• **Exercise**
Convert the data below into a numbered list with one line per entry, omitting any blank lines.

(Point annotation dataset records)
--- BEGIN ---
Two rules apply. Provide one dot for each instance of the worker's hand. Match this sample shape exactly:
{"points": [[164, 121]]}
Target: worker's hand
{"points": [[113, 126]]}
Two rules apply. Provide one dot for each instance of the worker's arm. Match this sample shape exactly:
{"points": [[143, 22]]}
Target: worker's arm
--- END ---
• **Exercise response**
1. Two rules apply. Provide one dot for each instance of the worker's hand. Match this sample shape exactly:
2. {"points": [[164, 121]]}
3. Target: worker's hand
4. {"points": [[113, 126]]}
5. Two rules apply. Provide one dot for each instance of the worker's arm. Match this sample shape exactly:
6. {"points": [[143, 22]]}
7. Target: worker's arm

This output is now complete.